● DOCUMENTO FUENTE:

++++

El futuro es incierto, pero la incertidumbre es el fondo de la creatividad humana». Ylya Prigogine
Si en la década del noventa los gobiernos de signo liberal y conservador ejercieron el poder en América latina, en la década actual pareciera que el péndulo se inclina hacia gobiernos de centro izquierda o, según se mire, «nacionales y populares» . En la década del noventa la mayoría de las experiencias conservadoras se hicieron bajo el signo de la democracia y en un contexto internacional caracterizado por la globalización constituida en el modelo cultural hegemónico luego de la caída del Muro de Berlín y el derrumbe estrepitoso del comunismo.
En la década siguiente los populismos de izquierda, por denominarlos de alguna manera, también llegaron al poder a través de elecciones y las transformaciones que se proponen hacer no pretenden apartarse de la institucionalidad democrática. Si los años noventa fueron los de la modernización conservadora y el Consenso de Washington, el siglo XXI abre la posibilidad de que América latina inicie el camino del desarrollo y la equidad social.
Da la impresión de que este giro a la izquierda que se observa, es una respuesta a los fracasos de las soluciones neoliberales. Chávez en Venezuela y Morales en Bolivia llegan al poder porque quienes deberían haber asegurado niveles mínimos de convivencia social hicieron exactamente lo contrario. La red de privilegios, corrupción y roscas mafiosas montadas por políticos mendaces y tramposos empobrecieron al conjunto de la sociedad.

++++

● LO QUE HARÁS:
[a] Enumera todas las personas que el texto sobre el giro político en América latina menciona por su nombre.
[b] Prosigue el texto sobre el giro político en América latina a partir de su última oración.
Los ítems constituyen un material aparte, ajeno al documento.

● MUESTRA DE DATOS:
++++

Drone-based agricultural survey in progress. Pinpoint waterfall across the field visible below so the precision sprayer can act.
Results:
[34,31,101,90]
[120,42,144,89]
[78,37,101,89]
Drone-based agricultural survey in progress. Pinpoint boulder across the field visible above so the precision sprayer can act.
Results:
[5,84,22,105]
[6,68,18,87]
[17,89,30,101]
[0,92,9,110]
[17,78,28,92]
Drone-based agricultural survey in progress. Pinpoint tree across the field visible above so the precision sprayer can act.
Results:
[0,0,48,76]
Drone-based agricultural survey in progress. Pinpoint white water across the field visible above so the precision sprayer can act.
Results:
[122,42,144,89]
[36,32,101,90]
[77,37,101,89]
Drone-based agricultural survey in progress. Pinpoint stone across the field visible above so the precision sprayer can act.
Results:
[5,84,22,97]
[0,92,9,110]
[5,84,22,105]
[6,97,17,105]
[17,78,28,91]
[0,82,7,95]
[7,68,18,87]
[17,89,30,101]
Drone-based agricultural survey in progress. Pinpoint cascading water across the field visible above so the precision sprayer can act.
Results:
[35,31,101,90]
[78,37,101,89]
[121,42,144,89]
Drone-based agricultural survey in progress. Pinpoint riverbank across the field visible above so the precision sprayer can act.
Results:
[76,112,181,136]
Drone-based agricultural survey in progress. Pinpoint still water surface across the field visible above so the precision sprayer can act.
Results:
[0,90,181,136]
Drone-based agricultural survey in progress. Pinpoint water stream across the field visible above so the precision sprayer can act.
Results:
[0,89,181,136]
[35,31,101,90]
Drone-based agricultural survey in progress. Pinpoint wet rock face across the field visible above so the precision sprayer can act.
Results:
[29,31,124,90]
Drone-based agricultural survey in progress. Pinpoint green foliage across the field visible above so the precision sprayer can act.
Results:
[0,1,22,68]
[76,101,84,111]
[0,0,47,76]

++++

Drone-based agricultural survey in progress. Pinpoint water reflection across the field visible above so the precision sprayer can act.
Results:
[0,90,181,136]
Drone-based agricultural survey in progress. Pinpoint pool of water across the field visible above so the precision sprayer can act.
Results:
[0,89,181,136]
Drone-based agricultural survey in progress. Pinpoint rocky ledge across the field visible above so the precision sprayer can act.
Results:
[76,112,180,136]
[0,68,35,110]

++++

● RESPUESTAS POR TAREA:
[a] Ylya Prigogine, Chávez y Morales.

[b]
Por su parte, desde los Estados Unidos de Norteamérica poco y nada se hizo para asegurar políticas que demostraran que por los caminos tradicionales era posible mejorar la calidad de vida de la población. Por el contrario, la poca o mucha influencia de Washington sobre los países de su tradicional «patio trasero» estuvo orientada a reforzar a los grupos y castas más desprestigiados, o a crearle dificultades financieras a gobiernos que deberían haber sido sus mejores aliados, o a persistir en la prédica a favor de libre comercio mientras fronteras adentro practicaban el proteccionismo.
Que la derecha haya fracasado en la década del noventa no quiere decir que inevitablemente la izquierda o el populismo vayan a resolver con éxito los grandes desafíos sociales. En principio, habría que decir que los cambios políticos que se están dando pueden identificarse con el concepto de izquierda en sus líneas más generales, ya que la identidad misma de la izquierda está puesta hoy bajo un amplio signo de interrogación. Por otro lado, porque las experiencias que se están dando son diferentes y cuesta mucho poner en un mismo plano un liderazgo como el de Chávez con un gobierno como el de Lagos, o un proceso como el del Frente Amplio en Uruguay con un movimiento indigenista como el del MAS en Bolivia.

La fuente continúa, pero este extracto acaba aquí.